[Work instructions]:
a: In the article on hurler Frank Wall, in what year did he emigrate to Australia?
b: From the article on hurler Frank Wall, extract the part that opens with the words containing "Frank Wall was" and closes with "Kilkenny in 1937.".
c: Write what comes next in the article on hurler Frank Wall, picking up after its final sentence.

[Passage to read]:
>>>>

Frank Wall

Personal information
- Native name: Prionsias de Bhál (Irish)
- Born: County Kilkenny, Ireland

Sport
- Sport: Hurling

Inter-county
- Years: County
- 1920s: Dublin

Inter-county titles
- Leinster titles: 1
- All-Irelands: 1

= Frank Wall (hurler) =

Irish hurler

Frank Wall was an Irish hurler, most notable for captaining the winning Dublin team that won the 1924 All-Ireland Senior Hurling Championship.

A native of Freshford, County Kilkenny, he uniquely did not actually play in the final, having lost his place on the team. He emigrated to Australia in 1926 but returned to Ireland and purchased a Drapery shop in his native Kilkenny in 1937.

Dublin were represented in that 1924 All-Ireland SHC Final by the Kickhams club. Funded in 1885, they were named after noted Tipperary Fenian, Charles Joseph Kickham, who wrote 'Knocknagow' and 'Slievenamon'.

<<<<

[Excerpted records]:

>>>>

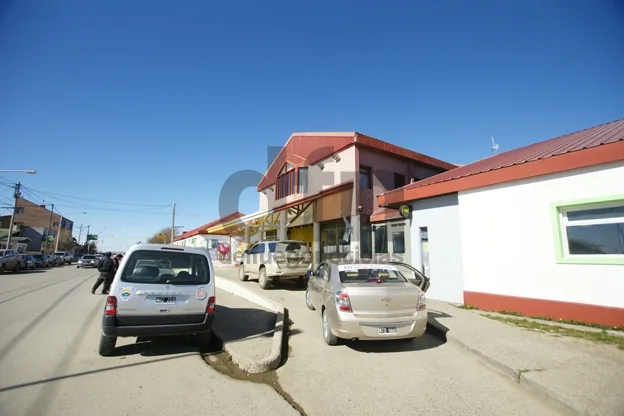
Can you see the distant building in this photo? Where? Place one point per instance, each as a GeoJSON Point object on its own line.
{"type": "Point", "coordinates": [32, 221]}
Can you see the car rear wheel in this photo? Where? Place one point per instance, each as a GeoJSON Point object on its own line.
{"type": "Point", "coordinates": [241, 273]}
{"type": "Point", "coordinates": [330, 339]}
{"type": "Point", "coordinates": [107, 345]}
{"type": "Point", "coordinates": [263, 281]}
{"type": "Point", "coordinates": [309, 300]}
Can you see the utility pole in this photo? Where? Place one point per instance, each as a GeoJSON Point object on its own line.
{"type": "Point", "coordinates": [49, 225]}
{"type": "Point", "coordinates": [172, 225]}
{"type": "Point", "coordinates": [16, 196]}
{"type": "Point", "coordinates": [58, 237]}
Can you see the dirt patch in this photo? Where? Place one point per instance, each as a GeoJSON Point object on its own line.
{"type": "Point", "coordinates": [217, 358]}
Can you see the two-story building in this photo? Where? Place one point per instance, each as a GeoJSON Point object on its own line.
{"type": "Point", "coordinates": [321, 189]}
{"type": "Point", "coordinates": [38, 226]}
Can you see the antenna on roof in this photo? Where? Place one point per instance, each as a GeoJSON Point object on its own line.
{"type": "Point", "coordinates": [494, 146]}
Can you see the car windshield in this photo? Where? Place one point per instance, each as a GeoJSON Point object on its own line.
{"type": "Point", "coordinates": [288, 247]}
{"type": "Point", "coordinates": [177, 268]}
{"type": "Point", "coordinates": [370, 273]}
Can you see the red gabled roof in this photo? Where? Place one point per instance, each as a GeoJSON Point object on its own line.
{"type": "Point", "coordinates": [305, 149]}
{"type": "Point", "coordinates": [600, 144]}
{"type": "Point", "coordinates": [202, 229]}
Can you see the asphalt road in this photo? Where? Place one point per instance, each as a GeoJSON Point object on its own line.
{"type": "Point", "coordinates": [424, 376]}
{"type": "Point", "coordinates": [49, 331]}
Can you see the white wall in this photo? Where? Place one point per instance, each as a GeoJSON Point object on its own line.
{"type": "Point", "coordinates": [509, 245]}
{"type": "Point", "coordinates": [441, 217]}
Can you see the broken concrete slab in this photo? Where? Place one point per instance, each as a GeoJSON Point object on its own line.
{"type": "Point", "coordinates": [250, 326]}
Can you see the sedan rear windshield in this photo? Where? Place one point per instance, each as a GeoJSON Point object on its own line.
{"type": "Point", "coordinates": [166, 267]}
{"type": "Point", "coordinates": [370, 274]}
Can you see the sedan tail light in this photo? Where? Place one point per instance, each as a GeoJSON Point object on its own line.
{"type": "Point", "coordinates": [111, 306]}
{"type": "Point", "coordinates": [343, 302]}
{"type": "Point", "coordinates": [211, 305]}
{"type": "Point", "coordinates": [422, 301]}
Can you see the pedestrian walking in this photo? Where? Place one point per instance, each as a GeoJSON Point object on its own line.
{"type": "Point", "coordinates": [106, 267]}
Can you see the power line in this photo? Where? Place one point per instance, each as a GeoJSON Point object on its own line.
{"type": "Point", "coordinates": [54, 195]}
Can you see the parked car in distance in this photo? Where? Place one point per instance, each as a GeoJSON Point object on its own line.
{"type": "Point", "coordinates": [56, 260]}
{"type": "Point", "coordinates": [67, 257]}
{"type": "Point", "coordinates": [28, 262]}
{"type": "Point", "coordinates": [139, 295]}
{"type": "Point", "coordinates": [272, 261]}
{"type": "Point", "coordinates": [368, 301]}
{"type": "Point", "coordinates": [42, 260]}
{"type": "Point", "coordinates": [9, 261]}
{"type": "Point", "coordinates": [88, 260]}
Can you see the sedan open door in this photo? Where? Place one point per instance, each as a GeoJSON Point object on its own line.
{"type": "Point", "coordinates": [413, 275]}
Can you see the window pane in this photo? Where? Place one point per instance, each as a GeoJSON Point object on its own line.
{"type": "Point", "coordinates": [398, 241]}
{"type": "Point", "coordinates": [596, 239]}
{"type": "Point", "coordinates": [596, 214]}
{"type": "Point", "coordinates": [303, 180]}
{"type": "Point", "coordinates": [381, 239]}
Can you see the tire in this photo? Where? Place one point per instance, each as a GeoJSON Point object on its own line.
{"type": "Point", "coordinates": [308, 300]}
{"type": "Point", "coordinates": [241, 273]}
{"type": "Point", "coordinates": [107, 345]}
{"type": "Point", "coordinates": [203, 340]}
{"type": "Point", "coordinates": [302, 282]}
{"type": "Point", "coordinates": [328, 337]}
{"type": "Point", "coordinates": [263, 280]}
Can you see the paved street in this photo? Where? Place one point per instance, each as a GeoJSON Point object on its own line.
{"type": "Point", "coordinates": [49, 330]}
{"type": "Point", "coordinates": [390, 377]}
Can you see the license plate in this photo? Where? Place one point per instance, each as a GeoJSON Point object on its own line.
{"type": "Point", "coordinates": [387, 330]}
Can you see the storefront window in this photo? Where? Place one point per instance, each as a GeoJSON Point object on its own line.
{"type": "Point", "coordinates": [398, 241]}
{"type": "Point", "coordinates": [381, 239]}
{"type": "Point", "coordinates": [332, 244]}
{"type": "Point", "coordinates": [366, 237]}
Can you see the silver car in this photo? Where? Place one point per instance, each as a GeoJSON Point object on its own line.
{"type": "Point", "coordinates": [368, 301]}
{"type": "Point", "coordinates": [88, 260]}
{"type": "Point", "coordinates": [160, 290]}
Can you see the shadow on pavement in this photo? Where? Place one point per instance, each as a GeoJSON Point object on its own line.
{"type": "Point", "coordinates": [234, 324]}
{"type": "Point", "coordinates": [425, 342]}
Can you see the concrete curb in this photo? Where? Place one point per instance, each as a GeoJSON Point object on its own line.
{"type": "Point", "coordinates": [271, 361]}
{"type": "Point", "coordinates": [545, 392]}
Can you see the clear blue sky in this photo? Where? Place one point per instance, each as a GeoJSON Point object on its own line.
{"type": "Point", "coordinates": [156, 102]}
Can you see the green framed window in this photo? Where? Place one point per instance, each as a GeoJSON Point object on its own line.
{"type": "Point", "coordinates": [589, 231]}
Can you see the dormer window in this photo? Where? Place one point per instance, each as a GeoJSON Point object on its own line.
{"type": "Point", "coordinates": [290, 181]}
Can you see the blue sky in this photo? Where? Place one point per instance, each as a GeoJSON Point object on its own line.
{"type": "Point", "coordinates": [158, 102]}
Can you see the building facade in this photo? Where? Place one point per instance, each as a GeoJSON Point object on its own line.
{"type": "Point", "coordinates": [39, 225]}
{"type": "Point", "coordinates": [320, 189]}
{"type": "Point", "coordinates": [538, 230]}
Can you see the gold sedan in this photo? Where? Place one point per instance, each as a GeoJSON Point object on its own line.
{"type": "Point", "coordinates": [368, 301]}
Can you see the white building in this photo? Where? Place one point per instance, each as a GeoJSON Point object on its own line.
{"type": "Point", "coordinates": [537, 230]}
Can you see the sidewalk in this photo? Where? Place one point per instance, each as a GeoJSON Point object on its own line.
{"type": "Point", "coordinates": [246, 330]}
{"type": "Point", "coordinates": [579, 375]}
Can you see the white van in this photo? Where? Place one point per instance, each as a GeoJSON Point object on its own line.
{"type": "Point", "coordinates": [160, 290]}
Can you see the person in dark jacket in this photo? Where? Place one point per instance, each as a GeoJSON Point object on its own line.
{"type": "Point", "coordinates": [106, 267]}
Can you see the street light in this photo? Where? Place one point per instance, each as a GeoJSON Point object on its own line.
{"type": "Point", "coordinates": [29, 171]}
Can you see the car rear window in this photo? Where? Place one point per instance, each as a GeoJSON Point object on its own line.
{"type": "Point", "coordinates": [370, 273]}
{"type": "Point", "coordinates": [166, 267]}
{"type": "Point", "coordinates": [297, 248]}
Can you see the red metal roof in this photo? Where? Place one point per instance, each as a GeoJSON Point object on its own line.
{"type": "Point", "coordinates": [305, 149]}
{"type": "Point", "coordinates": [202, 229]}
{"type": "Point", "coordinates": [584, 139]}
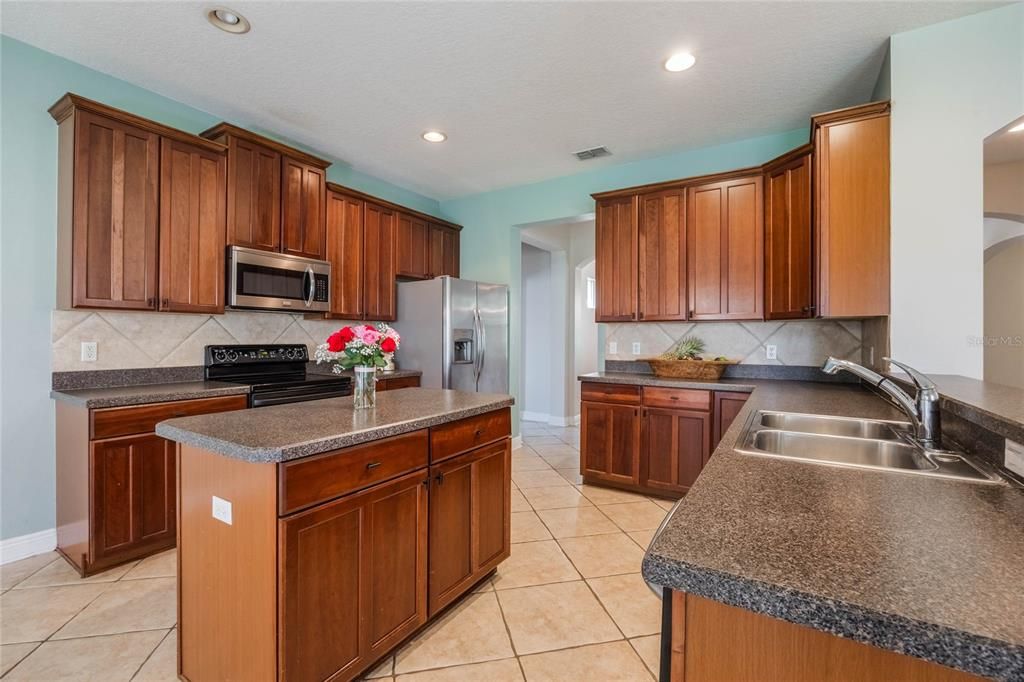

<<<<

[Task-by-task answers]:
a: 1926

b:
Frank Wall was an Irish hurler, most notable for captaining the winning Dublin team that won the 1924 All-Ireland Senior Hurling Championship.

A native of Freshford, County Kilkenny, he uniquely did not actually play in the final, having lost his place on the team. He emigrated to Australia in 1926 but returned to Ireland and purchased a Drapery shop in his native Kilkenny in 1937.

c:
The club was established by Dublin drapery workers, mainly from Tipperary. Kickhams father owned a large drapery store in Mullinahone. Kickhams won All Ireland hurling titles (representing Dublin) in 1889 & 1924 and football titles 1887, 1905 and 1906.

They played mainly in Civil Service grounds, Islandbridge, and their meeting place was Drapers Union Rooms, Parnell Square.

- Dublin's route to the 1924 All-Ireland SHC success was as follows.
- 4/5/1924 Dublin(Kickhams) 3:4 Kilkenny 1:3 (Portlaoise)
- 26/10/1924: Final Dublin 4:4 Offaly 3:1 (Croke Park)
- All-Irl semi final: 9/11/1924: Dublin 8:4 Antrim 3:1 (Croke Park)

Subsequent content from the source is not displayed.